**JOBS:**
a – Rewrite the paragraph in the thread on lattices that begins "1. Implement a LatticeModule class" as a short bulleted list that keeps its main facts.
b – Retype the passage of the thread on lattices from "David, I don't" up to and including "-valued forms.", character for character.

**TEXT PROVIDED:**
::::

David, I don't think you understood my suggestion. We are talking
about groups A which are finitely-generated and torsion-free, so
abstractly isomorphic to Z^n, together with a suitable blinear
function on AxA taking values in Z or Q, and I wish to include R
-valued forms.
John
2008/4/28 David Joyner <[EMAIL PROTECTED]>:
>
>
> On Mon, Apr 28, 2008 at 2:02 PM, Robert Miller <[EMAIL PROTECTED]> wrote:
> >
> > SEP
> >
> > Implement Lattices over ZZ, with pairings into QQ or ZZ
> >
> > 0. (Maybe) Implement a FreeModule_ZZ_quotient class. This would also
> > allow for constructing abelian groups in the sort of canonical way
> > (something people have been asking for...)
> >
> > 1. Implement a LatticeModule class, which will inherit from
> > FreeModule_generic_pid: instances of LatticeModule will inherit an
> > underlying free ZZ module and make use of the optional
> > inner_product_matrix property.
> >
> > This shouldn't just be a free ZZ module with inner product matrix,
> > since we want specific functions for computing the dual lattice, etc.
> > which are more appropriate in a Lattice class.
> > a. Attributes will include
> > - is_euclidean (whether the inner product matrix is symmetric,
> > rather than skew-symmetric)

::::

**DATA PROVIDED:**

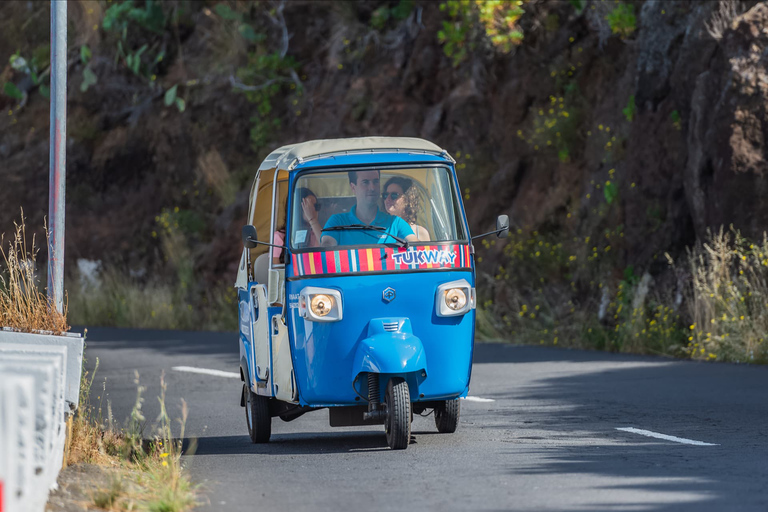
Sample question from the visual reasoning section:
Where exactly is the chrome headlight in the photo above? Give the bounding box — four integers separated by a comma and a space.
435, 279, 475, 316
299, 286, 342, 322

::::

**WRITTEN RESPONSES:**
a –
- Implement a LatticeModule class.
- The class will inherit from FreeModule_generic_pid.
- Instances of LatticeModule will inherit an underlying free ZZ module.
- Instances will use the optional inner_product_matrix property.

b –
David, I don't think you understood my suggestion. We are talking
about groups A which are finitely-generated and torsion-free, so
abstractly isomorphic to Z^n, together with a suitable blinear
function on AxA taking values in Z or Q, and I wish to include R
-valued forms.